**THE DATA:**

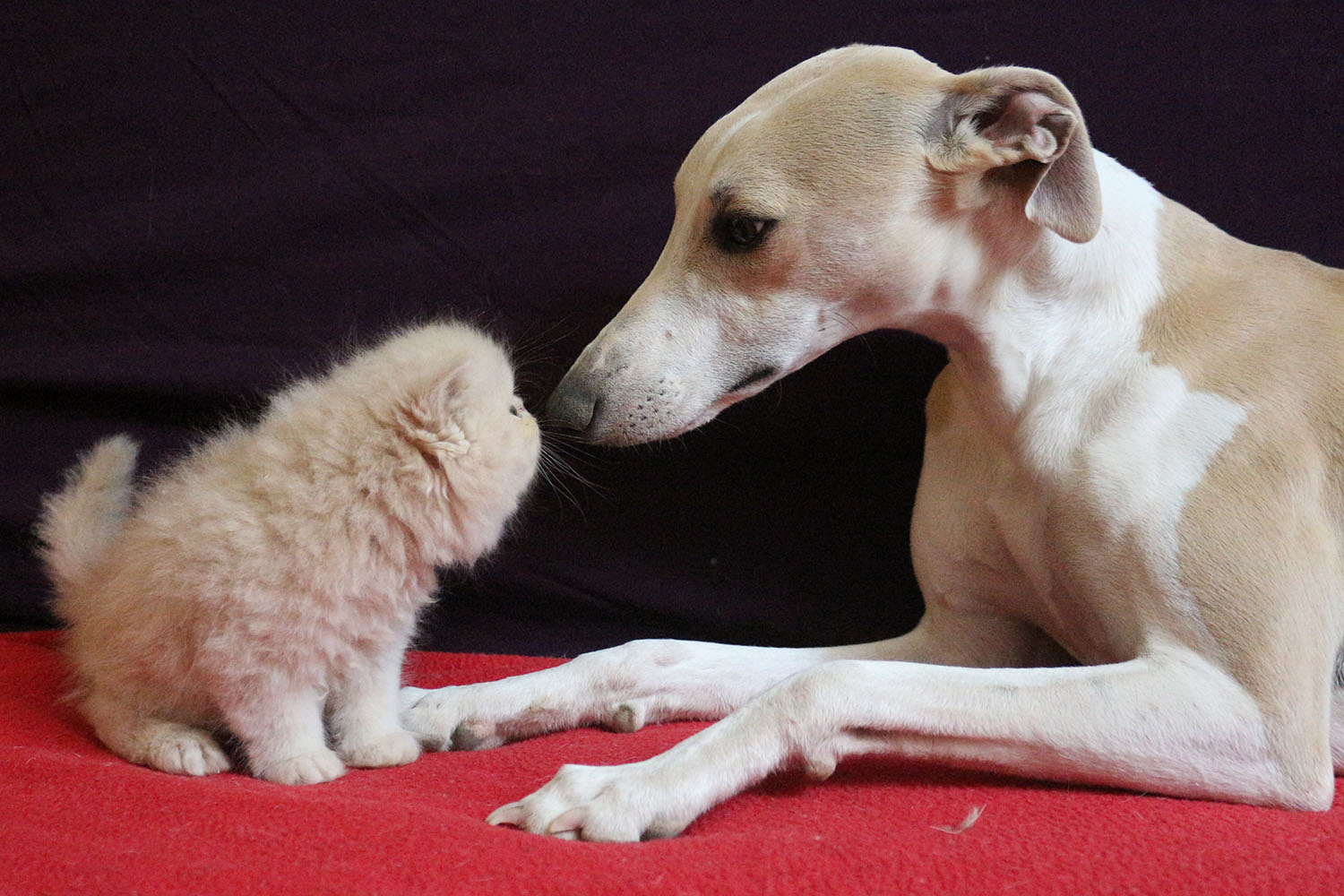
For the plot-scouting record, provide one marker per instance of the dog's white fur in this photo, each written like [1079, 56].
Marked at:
[1129, 528]
[274, 573]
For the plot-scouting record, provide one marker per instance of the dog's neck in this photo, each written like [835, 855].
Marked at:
[1031, 339]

**WHAT THE TASK REQUIRES:**
The answer should hold every line of the listing, copied exactly, with no pictures.

**TASK RESULT:**
For the plot-scouting record, provide one marker per instance of the dog's white fur in this photo, each written like [1079, 56].
Marked at:
[1129, 528]
[274, 573]
For the plot-scouting record, provide one marker per instance of the dog's neck in this photo, each written like [835, 855].
Marked at:
[1031, 339]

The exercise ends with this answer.